◆ EXERCISE MATERIALS ◆

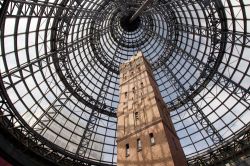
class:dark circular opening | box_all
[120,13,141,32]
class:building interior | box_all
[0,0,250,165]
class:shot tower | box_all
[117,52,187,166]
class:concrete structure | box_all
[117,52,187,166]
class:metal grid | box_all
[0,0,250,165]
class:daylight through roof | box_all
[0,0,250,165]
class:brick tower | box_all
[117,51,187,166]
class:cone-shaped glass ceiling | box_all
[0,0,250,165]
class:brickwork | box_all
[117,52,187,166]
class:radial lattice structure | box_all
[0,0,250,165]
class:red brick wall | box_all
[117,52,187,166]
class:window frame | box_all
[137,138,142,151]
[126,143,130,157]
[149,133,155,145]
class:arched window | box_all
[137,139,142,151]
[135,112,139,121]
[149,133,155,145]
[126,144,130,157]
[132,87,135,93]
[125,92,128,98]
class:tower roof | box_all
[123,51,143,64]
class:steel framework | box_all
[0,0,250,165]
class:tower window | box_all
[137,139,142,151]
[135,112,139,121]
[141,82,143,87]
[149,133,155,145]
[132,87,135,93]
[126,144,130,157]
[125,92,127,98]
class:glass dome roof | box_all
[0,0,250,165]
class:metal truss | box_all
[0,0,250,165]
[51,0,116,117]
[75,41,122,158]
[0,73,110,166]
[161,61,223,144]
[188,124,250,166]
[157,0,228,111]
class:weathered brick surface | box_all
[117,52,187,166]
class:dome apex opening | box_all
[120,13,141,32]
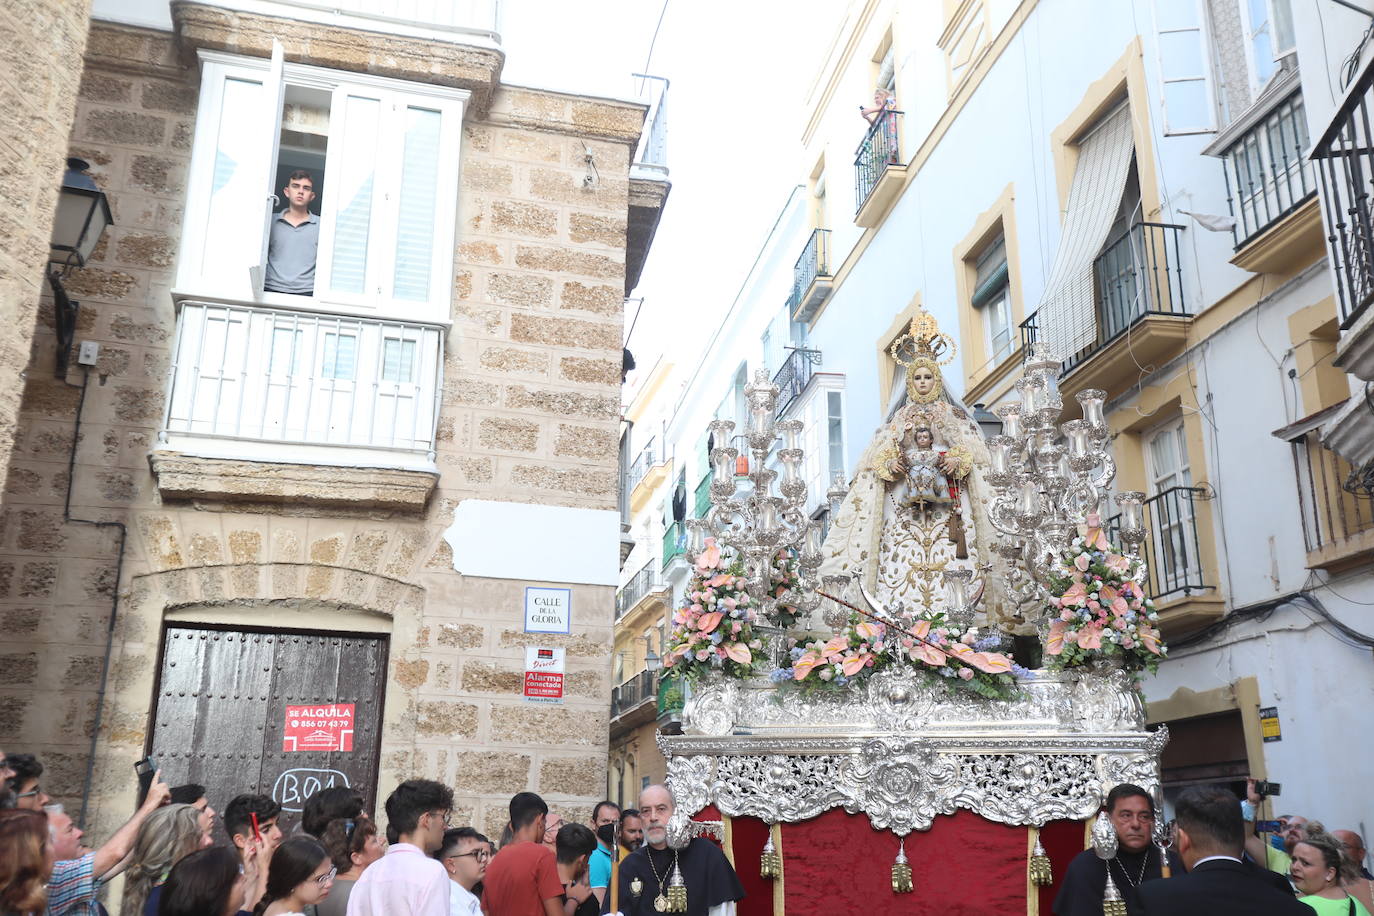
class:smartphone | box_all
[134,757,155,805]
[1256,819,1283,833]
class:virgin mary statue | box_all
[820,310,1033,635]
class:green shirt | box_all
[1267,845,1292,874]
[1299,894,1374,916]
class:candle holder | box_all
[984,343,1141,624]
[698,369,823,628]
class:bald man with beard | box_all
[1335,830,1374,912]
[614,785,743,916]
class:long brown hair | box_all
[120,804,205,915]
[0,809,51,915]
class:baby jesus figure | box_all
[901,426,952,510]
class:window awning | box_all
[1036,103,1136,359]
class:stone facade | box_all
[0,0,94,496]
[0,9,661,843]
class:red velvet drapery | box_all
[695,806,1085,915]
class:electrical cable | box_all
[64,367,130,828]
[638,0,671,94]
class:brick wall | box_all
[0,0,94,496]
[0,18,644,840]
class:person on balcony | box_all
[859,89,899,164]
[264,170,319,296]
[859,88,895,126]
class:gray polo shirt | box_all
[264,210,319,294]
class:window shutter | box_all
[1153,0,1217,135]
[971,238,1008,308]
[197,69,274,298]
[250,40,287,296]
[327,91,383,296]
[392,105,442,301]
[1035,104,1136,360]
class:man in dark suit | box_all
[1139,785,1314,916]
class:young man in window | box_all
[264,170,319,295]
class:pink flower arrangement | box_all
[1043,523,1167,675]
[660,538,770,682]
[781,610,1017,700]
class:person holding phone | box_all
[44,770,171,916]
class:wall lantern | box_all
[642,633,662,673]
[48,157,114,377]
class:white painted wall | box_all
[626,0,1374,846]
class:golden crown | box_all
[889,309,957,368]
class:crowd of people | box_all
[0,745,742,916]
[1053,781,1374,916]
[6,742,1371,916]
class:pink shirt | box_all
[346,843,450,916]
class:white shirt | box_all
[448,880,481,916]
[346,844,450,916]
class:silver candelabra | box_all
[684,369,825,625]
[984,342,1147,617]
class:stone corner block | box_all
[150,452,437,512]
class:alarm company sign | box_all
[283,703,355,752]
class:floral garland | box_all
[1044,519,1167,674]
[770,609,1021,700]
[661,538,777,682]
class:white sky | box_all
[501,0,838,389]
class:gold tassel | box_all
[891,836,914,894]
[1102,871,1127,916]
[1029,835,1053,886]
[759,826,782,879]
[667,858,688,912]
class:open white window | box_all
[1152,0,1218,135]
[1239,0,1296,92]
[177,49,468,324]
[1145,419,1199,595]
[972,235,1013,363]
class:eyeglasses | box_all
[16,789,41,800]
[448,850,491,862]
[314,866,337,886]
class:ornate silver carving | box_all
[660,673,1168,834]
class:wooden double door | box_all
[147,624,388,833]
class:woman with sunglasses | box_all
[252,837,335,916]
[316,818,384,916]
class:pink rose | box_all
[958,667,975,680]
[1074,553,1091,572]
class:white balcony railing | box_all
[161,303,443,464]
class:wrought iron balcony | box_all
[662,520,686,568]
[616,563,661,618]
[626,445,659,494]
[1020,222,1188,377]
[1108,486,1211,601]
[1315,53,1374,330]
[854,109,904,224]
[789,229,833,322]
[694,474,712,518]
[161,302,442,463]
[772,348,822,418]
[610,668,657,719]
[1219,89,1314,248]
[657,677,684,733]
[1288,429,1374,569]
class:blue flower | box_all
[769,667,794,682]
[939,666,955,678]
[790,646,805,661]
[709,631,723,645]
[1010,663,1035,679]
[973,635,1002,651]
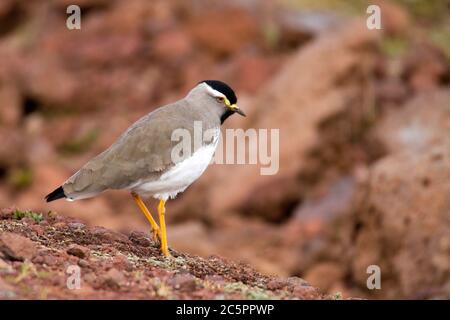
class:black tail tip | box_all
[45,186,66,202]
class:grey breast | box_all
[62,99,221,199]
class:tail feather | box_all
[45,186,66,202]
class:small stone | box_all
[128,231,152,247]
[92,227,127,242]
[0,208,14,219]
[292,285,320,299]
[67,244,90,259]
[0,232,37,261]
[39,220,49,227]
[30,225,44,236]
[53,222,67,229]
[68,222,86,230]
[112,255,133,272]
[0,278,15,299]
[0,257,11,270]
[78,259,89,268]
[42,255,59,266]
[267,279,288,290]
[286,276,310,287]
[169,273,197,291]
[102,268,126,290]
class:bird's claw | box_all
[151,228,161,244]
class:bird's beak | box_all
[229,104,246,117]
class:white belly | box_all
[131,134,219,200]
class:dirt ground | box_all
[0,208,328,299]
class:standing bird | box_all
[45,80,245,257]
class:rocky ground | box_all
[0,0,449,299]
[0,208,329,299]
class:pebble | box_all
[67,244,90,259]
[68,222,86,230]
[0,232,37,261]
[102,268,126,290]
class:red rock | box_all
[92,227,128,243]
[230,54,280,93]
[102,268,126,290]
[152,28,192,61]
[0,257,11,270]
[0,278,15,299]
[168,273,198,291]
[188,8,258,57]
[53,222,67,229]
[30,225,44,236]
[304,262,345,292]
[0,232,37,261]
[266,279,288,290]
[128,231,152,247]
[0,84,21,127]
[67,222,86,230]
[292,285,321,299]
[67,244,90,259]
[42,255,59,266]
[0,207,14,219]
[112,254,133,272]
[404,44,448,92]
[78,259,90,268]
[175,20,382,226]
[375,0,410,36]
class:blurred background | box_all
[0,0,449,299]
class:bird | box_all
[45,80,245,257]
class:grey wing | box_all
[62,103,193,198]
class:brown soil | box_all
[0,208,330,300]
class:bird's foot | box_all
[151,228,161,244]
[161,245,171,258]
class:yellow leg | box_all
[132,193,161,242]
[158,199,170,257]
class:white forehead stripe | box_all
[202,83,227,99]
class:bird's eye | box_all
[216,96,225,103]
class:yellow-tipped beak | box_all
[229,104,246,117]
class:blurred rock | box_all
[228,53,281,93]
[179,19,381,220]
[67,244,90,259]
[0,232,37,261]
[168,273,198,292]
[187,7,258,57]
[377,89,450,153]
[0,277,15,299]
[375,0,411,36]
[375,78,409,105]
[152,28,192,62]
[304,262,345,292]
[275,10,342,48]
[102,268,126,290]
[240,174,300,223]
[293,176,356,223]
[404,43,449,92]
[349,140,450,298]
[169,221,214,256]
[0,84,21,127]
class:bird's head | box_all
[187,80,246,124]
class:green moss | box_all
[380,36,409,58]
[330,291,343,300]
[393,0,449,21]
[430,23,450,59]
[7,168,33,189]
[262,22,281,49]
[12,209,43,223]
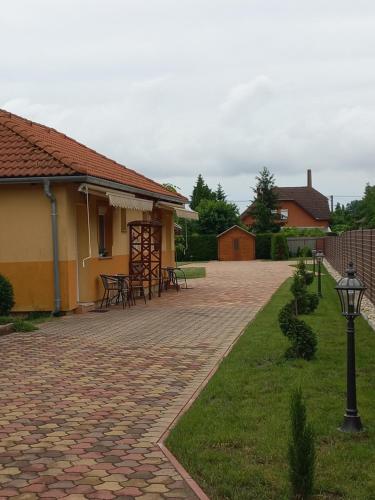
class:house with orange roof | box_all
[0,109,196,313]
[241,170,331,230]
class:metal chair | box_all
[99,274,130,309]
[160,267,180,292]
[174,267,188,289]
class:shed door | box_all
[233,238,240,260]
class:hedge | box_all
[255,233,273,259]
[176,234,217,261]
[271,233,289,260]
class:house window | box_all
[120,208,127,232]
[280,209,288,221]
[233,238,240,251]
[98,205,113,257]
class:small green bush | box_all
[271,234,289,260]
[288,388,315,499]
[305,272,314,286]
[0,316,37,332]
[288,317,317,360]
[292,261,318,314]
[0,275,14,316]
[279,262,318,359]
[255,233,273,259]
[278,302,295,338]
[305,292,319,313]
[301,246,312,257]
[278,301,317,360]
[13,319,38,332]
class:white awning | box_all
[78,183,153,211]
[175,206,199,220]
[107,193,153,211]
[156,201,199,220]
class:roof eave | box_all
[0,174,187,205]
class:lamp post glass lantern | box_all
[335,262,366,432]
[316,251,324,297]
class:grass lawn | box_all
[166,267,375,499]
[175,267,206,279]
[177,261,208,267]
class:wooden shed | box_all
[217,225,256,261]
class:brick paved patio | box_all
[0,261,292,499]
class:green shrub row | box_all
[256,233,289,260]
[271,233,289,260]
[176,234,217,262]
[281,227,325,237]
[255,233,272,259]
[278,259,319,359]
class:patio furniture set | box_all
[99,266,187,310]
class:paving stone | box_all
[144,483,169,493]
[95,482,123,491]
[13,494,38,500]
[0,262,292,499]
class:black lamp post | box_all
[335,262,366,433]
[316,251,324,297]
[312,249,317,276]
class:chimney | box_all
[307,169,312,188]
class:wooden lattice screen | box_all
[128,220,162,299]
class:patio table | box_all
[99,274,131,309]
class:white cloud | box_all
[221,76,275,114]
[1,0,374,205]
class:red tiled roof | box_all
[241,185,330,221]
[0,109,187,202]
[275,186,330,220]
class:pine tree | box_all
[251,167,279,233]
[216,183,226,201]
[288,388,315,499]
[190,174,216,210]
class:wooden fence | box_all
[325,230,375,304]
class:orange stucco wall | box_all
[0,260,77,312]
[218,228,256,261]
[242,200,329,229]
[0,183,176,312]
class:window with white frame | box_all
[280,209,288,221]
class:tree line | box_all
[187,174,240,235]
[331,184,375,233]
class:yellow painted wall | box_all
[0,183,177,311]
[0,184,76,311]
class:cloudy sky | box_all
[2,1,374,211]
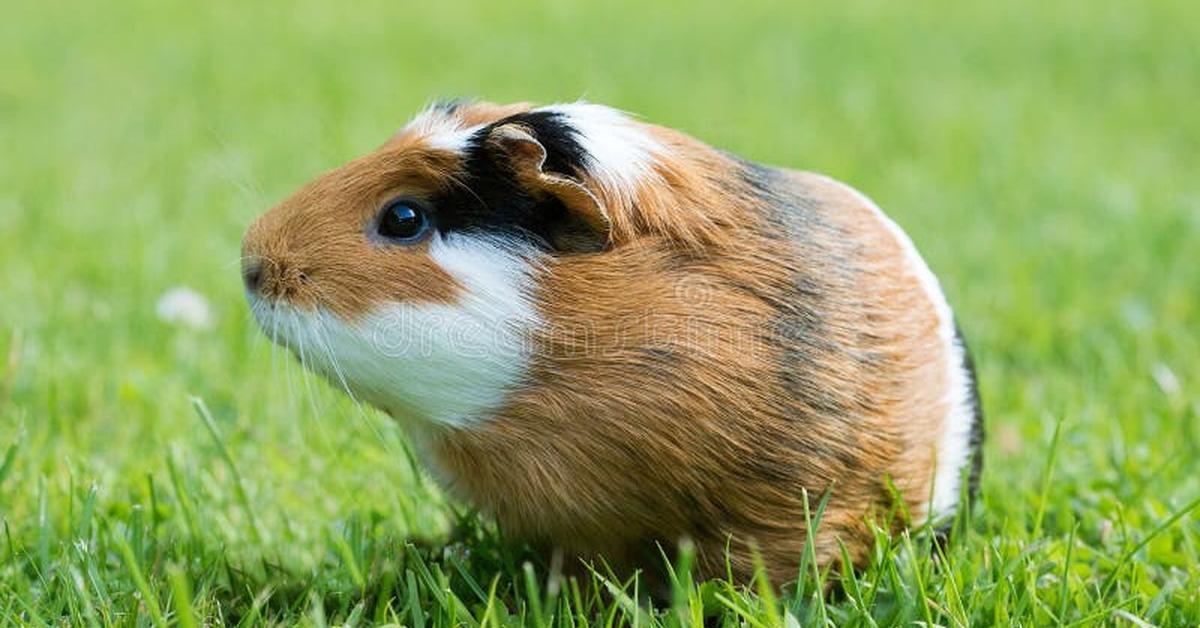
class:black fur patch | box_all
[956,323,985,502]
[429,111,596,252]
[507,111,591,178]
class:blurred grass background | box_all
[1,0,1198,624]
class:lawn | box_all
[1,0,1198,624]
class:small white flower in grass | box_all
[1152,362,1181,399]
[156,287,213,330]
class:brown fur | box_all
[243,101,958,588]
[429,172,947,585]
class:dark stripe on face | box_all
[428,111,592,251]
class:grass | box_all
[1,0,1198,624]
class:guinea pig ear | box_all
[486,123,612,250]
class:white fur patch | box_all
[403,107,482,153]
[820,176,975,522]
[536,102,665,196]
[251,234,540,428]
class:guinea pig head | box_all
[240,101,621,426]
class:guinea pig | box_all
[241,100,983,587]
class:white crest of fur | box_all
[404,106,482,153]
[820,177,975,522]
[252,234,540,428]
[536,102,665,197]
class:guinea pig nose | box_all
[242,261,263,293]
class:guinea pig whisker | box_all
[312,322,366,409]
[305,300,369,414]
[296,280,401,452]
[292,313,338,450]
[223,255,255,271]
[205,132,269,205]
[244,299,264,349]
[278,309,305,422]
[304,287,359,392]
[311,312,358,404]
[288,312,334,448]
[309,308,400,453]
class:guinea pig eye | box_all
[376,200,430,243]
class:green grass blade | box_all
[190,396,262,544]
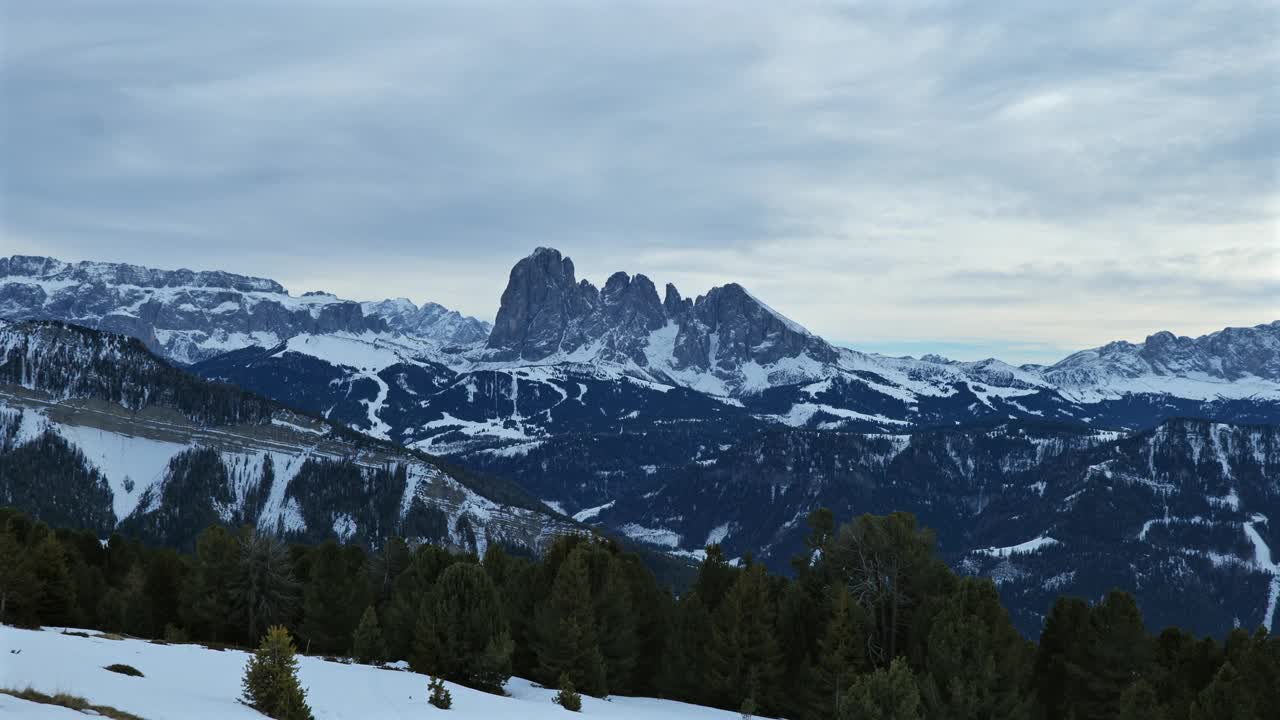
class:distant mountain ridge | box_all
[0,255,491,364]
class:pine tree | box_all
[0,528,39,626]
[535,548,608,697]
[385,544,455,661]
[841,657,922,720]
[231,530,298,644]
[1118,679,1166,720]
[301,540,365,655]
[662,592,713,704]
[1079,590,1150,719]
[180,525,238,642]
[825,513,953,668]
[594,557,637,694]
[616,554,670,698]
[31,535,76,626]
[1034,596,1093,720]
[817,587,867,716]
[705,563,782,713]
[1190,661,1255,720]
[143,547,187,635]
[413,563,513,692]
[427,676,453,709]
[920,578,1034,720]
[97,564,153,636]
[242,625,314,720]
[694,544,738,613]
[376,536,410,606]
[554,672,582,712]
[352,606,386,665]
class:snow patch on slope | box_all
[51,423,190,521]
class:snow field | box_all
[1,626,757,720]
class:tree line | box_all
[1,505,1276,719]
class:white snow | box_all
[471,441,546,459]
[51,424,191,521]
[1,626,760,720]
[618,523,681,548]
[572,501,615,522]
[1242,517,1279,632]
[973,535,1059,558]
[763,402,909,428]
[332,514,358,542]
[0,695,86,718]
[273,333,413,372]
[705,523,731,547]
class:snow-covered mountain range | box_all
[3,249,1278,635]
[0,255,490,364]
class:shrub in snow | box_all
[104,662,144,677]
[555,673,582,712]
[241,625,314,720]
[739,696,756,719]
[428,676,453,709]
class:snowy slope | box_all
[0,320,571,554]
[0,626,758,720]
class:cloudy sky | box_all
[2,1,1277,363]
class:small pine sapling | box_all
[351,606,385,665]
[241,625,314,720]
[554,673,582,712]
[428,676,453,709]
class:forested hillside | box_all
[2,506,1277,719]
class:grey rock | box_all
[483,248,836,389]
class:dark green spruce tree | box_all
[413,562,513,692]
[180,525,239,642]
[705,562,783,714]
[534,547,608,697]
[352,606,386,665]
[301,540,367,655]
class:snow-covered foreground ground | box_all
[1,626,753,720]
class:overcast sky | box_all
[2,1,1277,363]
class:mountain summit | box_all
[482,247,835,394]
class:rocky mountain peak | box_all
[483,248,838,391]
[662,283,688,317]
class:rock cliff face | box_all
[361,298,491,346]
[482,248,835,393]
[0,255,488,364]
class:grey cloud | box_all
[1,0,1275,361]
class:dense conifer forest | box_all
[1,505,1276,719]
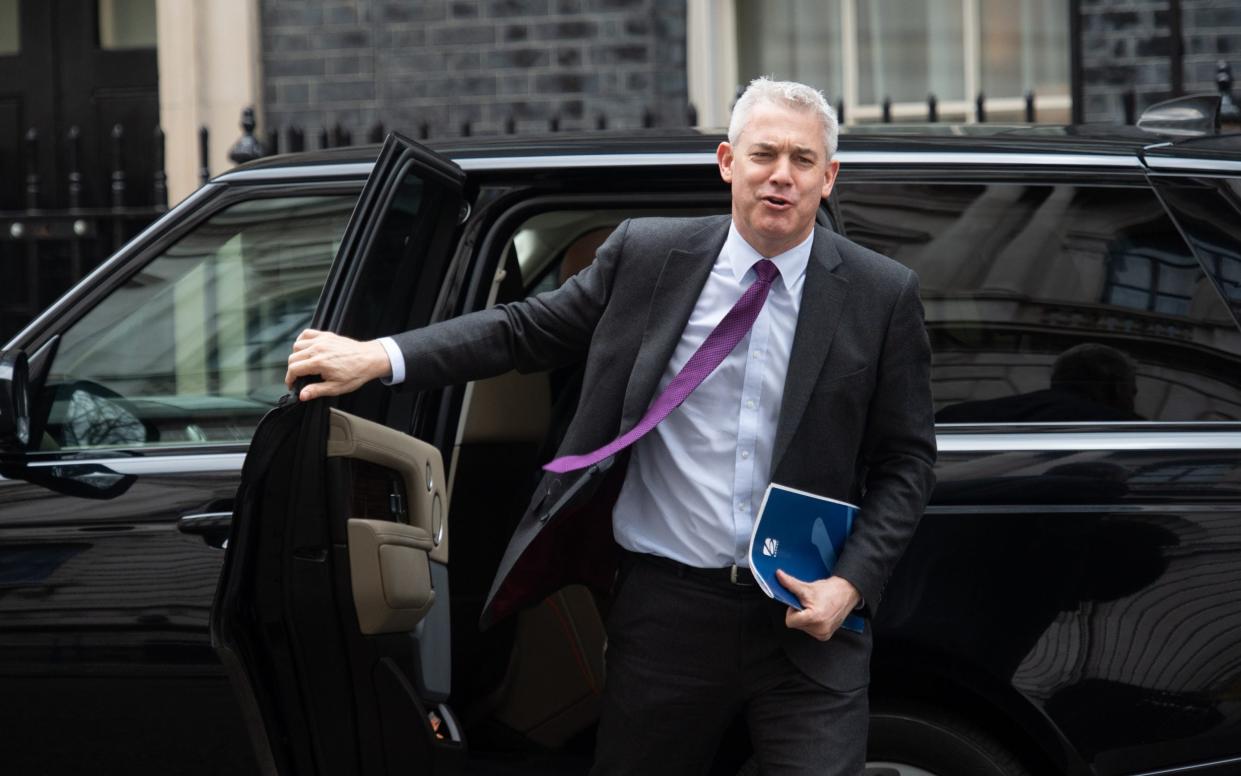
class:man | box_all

◆ DIRECTIONS FOR THIS TASK ◆
Only the lines from the one containing "class:snow-covered foreground ground" through the final line of the material should appear in the answer, copied exactly and without any picture.

◆ ANSWER AREA ◆
class:snow-covered foreground ground | box_all
[1,626,753,720]
class:overcast sky | box_all
[2,1,1277,363]
class:mountain summit | box_all
[482,247,835,394]
class:rocky mountain peak | box_all
[483,248,838,391]
[662,283,688,317]
class:rock cliff face | box_all
[361,298,491,346]
[482,248,835,393]
[0,255,488,364]
class:grey cloud | box_all
[1,0,1275,361]
class:dense conifer forest | box_all
[1,505,1276,719]
class:man | box_all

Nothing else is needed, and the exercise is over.